[Shape boundary entries]
Start

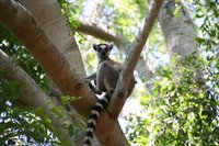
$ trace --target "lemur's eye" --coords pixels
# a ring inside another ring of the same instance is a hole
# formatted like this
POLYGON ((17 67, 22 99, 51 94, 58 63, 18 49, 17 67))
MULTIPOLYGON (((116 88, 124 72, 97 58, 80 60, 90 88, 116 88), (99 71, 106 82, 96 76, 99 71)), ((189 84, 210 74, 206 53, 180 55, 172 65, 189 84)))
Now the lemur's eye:
POLYGON ((105 52, 108 52, 108 48, 107 48, 107 47, 105 47, 105 48, 104 48, 104 50, 105 50, 105 52))

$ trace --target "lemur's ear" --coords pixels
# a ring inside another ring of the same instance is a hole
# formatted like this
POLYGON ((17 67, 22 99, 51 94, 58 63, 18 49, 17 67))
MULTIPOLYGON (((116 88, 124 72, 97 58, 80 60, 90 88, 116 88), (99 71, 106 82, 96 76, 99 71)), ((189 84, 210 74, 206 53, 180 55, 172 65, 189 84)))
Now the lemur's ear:
POLYGON ((113 44, 110 44, 108 45, 108 49, 111 50, 113 48, 113 44))
POLYGON ((97 45, 96 44, 93 44, 93 48, 96 50, 97 49, 97 45))

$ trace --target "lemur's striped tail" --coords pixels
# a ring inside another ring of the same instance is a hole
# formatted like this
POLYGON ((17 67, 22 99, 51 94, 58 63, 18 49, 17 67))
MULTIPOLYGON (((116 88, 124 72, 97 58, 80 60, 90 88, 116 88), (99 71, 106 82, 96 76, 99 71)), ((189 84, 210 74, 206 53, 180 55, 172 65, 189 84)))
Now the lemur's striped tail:
POLYGON ((87 125, 87 132, 84 136, 83 146, 91 146, 91 141, 93 139, 93 136, 94 136, 94 130, 96 126, 99 115, 106 108, 106 105, 110 102, 110 99, 111 99, 111 96, 106 93, 102 99, 99 99, 97 102, 92 108, 91 115, 89 116, 89 121, 87 125))

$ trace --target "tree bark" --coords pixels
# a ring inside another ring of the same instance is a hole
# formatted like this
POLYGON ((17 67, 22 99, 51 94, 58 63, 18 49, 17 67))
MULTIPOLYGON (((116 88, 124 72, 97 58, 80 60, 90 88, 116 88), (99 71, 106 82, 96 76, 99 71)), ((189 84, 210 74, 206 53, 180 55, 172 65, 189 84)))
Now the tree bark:
POLYGON ((130 77, 135 70, 140 53, 147 42, 153 23, 159 14, 160 8, 162 5, 162 0, 152 0, 150 2, 149 13, 145 18, 143 25, 139 31, 136 40, 130 45, 130 50, 126 57, 124 68, 120 72, 116 89, 112 96, 110 103, 110 112, 114 117, 118 117, 120 110, 126 101, 126 96, 128 91, 128 86, 130 82, 130 77))
POLYGON ((20 0, 33 14, 38 24, 47 33, 50 42, 68 58, 71 68, 82 77, 85 76, 81 54, 70 32, 66 18, 61 14, 56 0, 20 0))
MULTIPOLYGON (((70 68, 37 21, 12 0, 0 0, 0 22, 26 46, 64 94, 80 98, 71 104, 78 113, 88 117, 95 103, 95 96, 76 70, 70 68)), ((127 145, 117 120, 110 117, 106 112, 99 120, 95 133, 103 146, 127 145)))
POLYGON ((162 5, 159 22, 171 58, 174 55, 185 58, 197 50, 195 25, 181 1, 166 0, 162 5), (174 15, 176 3, 181 5, 181 10, 174 15))
MULTIPOLYGON (((55 105, 49 97, 38 88, 36 82, 22 68, 13 64, 12 59, 10 59, 2 50, 0 50, 0 77, 16 81, 21 85, 21 93, 18 99, 19 102, 24 106, 43 108, 46 115, 51 120, 59 141, 69 142, 69 144, 76 144, 77 146, 77 141, 69 136, 69 132, 64 125, 66 124, 68 126, 69 124, 79 121, 77 119, 71 119, 65 110, 61 111, 64 115, 62 119, 58 119, 51 111, 55 105)), ((44 119, 44 115, 39 114, 38 116, 44 119)))

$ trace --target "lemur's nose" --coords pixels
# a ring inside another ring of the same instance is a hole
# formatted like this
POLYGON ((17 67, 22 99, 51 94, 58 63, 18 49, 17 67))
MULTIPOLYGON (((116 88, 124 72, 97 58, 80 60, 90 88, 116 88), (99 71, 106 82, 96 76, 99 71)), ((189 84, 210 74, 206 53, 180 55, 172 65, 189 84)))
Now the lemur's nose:
POLYGON ((105 56, 106 54, 105 54, 105 52, 102 52, 101 55, 105 56))

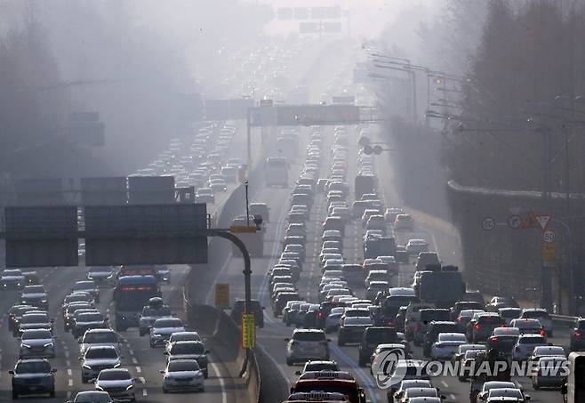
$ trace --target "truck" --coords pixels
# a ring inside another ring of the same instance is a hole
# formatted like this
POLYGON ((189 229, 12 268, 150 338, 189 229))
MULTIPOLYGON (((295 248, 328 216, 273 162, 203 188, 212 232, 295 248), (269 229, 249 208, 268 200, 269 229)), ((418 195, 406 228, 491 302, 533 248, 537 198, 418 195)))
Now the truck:
POLYGON ((366 193, 376 193, 376 177, 373 175, 357 175, 354 182, 356 200, 360 200, 366 193))
POLYGON ((465 294, 465 282, 456 266, 427 265, 417 272, 413 286, 422 303, 433 303, 437 308, 451 308, 465 294))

End

Direction | Could you print the lines from the very first one through the line containing "POLYGON ((87 125, 87", including both ends and omitting the pictures?

Task solution |
$ trace --target "lemur's eye" --coords pixels
# a ring inside another ring of the same instance is a hole
# formatted like this
POLYGON ((17 67, 22 99, 51 94, 58 63, 18 49, 17 67))
MULTIPOLYGON (((116 88, 124 72, 97 58, 80 60, 90 88, 116 88), (99 71, 106 82, 96 76, 99 71)), ((189 84, 210 74, 206 53, 180 55, 172 65, 189 84)))
Now the lemur's eye:
POLYGON ((105 52, 108 52, 108 48, 107 48, 107 47, 105 47, 105 48, 104 48, 104 50, 105 50, 105 52))

$ trace --target "lemur's ear" --coords pixels
# a ring inside another ring of the same instance is a hole
# formatted like this
POLYGON ((17 67, 22 99, 51 94, 58 63, 18 49, 17 67))
MULTIPOLYGON (((116 88, 124 72, 97 58, 80 60, 90 88, 116 88), (99 71, 106 82, 96 76, 99 71)), ((189 84, 210 74, 206 53, 180 55, 172 65, 189 84)))
Now the lemur's ear:
POLYGON ((113 44, 110 44, 108 45, 108 49, 111 50, 113 48, 113 44))
POLYGON ((97 45, 96 44, 93 44, 93 48, 96 50, 97 49, 97 45))

$ trace --target "lemur's striped tail" --coords pixels
# a ring inside another ring of the same instance is a hole
# formatted like this
POLYGON ((17 67, 22 99, 51 94, 58 63, 18 49, 17 67))
MULTIPOLYGON (((116 88, 124 72, 97 58, 80 60, 90 88, 116 88), (99 71, 106 82, 96 76, 99 71)), ((189 84, 210 74, 206 53, 180 55, 172 65, 189 84)))
Now the lemur's striped tail:
POLYGON ((87 125, 87 132, 84 136, 83 146, 91 146, 91 141, 93 139, 93 136, 94 136, 94 130, 96 126, 99 115, 106 108, 106 105, 110 102, 110 99, 111 99, 111 96, 106 93, 102 99, 99 99, 97 102, 92 108, 91 115, 89 116, 89 121, 87 125))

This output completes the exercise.